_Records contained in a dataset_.
----
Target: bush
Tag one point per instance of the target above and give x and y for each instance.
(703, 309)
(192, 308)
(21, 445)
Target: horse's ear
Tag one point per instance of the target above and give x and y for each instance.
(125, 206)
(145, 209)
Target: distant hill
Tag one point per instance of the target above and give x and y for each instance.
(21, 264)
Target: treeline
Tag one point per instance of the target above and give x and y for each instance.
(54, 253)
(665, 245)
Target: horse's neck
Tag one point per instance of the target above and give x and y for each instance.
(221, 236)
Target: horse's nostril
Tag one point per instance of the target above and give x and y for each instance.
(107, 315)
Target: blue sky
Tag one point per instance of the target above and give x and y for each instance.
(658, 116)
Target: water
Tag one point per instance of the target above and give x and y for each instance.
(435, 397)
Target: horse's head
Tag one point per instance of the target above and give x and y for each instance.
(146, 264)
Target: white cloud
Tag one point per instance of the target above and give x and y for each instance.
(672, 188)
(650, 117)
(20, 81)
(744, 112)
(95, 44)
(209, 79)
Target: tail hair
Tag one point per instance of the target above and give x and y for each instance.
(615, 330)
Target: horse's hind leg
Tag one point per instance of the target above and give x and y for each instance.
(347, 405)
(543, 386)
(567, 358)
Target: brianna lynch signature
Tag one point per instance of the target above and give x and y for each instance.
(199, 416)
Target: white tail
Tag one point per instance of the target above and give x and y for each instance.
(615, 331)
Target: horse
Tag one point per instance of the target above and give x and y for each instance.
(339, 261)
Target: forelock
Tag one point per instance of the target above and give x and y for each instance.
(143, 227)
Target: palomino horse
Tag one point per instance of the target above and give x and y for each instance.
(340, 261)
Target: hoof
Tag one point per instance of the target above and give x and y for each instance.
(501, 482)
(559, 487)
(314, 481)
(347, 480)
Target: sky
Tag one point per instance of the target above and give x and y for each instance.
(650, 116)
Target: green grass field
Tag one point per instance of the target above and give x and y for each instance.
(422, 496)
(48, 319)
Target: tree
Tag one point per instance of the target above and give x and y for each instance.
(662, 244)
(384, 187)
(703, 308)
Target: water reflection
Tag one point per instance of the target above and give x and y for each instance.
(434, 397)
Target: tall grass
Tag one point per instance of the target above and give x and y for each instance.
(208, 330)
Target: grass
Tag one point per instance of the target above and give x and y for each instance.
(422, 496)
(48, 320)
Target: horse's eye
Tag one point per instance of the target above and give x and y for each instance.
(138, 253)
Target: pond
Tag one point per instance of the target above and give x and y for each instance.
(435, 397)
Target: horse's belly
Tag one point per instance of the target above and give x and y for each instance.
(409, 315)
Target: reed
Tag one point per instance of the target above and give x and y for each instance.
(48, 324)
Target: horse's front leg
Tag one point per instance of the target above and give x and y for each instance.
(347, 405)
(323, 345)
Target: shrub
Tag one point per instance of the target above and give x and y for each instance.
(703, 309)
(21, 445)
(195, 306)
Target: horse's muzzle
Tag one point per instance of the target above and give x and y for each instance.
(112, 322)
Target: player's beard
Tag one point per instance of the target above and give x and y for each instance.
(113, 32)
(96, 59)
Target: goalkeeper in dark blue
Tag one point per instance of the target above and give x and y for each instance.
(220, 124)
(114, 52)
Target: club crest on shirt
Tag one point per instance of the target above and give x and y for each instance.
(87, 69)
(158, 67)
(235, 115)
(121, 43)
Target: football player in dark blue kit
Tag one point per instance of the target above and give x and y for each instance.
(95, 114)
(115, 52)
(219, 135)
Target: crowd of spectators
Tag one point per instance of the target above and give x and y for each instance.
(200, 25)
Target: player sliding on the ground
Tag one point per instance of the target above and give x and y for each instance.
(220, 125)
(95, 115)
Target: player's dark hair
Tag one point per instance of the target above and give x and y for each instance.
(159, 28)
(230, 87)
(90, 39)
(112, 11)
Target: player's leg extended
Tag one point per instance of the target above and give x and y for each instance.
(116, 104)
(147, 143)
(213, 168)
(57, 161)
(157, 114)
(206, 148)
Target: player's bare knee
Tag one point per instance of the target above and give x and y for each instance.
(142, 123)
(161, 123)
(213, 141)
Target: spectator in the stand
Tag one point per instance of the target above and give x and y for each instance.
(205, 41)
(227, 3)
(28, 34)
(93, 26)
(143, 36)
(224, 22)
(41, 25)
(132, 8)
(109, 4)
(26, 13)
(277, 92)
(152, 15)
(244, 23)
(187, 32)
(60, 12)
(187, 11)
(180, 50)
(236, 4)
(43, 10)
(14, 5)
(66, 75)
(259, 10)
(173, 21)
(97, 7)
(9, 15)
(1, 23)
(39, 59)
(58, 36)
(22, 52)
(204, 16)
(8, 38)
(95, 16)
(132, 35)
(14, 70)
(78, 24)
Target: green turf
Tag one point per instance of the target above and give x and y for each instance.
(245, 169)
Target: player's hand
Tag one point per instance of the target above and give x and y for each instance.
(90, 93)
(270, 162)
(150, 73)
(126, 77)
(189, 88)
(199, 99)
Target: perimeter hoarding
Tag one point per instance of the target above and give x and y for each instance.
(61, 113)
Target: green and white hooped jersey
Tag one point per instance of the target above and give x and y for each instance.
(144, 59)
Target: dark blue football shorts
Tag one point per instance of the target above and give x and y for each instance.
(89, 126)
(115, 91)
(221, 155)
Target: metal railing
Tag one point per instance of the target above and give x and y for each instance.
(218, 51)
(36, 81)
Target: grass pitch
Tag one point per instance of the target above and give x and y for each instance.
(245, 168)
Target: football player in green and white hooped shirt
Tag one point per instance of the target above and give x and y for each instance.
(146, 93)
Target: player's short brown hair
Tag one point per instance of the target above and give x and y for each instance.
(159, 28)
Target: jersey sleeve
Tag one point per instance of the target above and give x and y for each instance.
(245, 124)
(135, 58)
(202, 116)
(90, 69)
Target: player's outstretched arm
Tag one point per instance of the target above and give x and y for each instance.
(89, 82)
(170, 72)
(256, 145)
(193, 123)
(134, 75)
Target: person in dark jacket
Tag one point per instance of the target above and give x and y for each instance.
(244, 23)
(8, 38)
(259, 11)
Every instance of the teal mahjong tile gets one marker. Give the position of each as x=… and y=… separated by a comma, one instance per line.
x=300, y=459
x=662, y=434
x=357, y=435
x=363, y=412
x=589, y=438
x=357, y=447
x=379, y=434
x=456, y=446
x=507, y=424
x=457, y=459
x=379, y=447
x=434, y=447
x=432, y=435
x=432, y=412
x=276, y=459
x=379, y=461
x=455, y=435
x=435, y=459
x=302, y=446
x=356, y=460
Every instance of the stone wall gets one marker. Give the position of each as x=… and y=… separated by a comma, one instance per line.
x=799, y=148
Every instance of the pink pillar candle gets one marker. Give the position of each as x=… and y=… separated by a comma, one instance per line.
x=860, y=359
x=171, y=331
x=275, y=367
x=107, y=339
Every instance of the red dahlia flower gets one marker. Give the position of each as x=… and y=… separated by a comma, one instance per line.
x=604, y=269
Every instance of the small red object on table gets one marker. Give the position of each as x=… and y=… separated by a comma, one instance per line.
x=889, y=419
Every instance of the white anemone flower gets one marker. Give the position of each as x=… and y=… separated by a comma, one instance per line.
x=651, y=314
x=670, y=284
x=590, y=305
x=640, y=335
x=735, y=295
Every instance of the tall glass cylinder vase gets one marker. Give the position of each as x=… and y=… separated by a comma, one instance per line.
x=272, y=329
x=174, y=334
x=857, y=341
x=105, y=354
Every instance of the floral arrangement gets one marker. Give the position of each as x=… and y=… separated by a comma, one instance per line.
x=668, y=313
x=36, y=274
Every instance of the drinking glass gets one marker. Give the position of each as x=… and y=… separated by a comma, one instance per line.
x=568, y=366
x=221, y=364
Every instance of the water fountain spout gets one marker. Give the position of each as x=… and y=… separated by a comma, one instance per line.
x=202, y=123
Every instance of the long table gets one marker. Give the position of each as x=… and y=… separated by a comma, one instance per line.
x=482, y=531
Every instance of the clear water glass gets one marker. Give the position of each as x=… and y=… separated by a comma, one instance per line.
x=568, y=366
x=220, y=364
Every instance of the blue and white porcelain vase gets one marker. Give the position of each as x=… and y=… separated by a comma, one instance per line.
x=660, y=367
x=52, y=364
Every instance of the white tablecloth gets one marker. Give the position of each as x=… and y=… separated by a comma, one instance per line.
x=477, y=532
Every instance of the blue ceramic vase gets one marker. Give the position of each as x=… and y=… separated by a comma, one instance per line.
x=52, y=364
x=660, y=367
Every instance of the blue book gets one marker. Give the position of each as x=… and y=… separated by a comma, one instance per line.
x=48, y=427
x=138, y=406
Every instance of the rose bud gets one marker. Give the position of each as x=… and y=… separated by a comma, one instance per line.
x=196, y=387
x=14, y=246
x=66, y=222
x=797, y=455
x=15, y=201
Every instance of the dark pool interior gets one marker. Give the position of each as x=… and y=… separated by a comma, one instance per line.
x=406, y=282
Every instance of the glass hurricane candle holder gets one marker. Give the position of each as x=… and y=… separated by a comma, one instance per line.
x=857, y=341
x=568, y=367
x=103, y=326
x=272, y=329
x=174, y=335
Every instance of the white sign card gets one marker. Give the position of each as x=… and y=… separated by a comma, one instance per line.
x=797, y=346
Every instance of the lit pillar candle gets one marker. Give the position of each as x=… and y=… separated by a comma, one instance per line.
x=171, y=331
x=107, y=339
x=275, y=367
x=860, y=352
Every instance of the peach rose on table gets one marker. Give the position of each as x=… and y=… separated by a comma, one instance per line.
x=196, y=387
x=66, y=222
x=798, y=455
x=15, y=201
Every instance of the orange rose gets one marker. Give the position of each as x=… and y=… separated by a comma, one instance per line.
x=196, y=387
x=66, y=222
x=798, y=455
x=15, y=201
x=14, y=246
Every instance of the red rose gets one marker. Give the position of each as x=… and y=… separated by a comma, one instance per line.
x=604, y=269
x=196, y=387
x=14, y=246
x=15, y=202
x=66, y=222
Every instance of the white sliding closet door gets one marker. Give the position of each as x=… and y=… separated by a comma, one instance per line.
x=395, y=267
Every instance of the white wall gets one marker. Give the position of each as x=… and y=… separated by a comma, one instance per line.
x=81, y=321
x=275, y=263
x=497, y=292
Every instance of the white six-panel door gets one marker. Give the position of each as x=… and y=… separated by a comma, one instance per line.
----
_WORK REQUIRED_.
Where a line of the data above includes the string "hair", pull it out.

_SOLUTION TO THE EXERCISE_.
Target: tail hair
Target: player's dark hair
Target: player's short brown hair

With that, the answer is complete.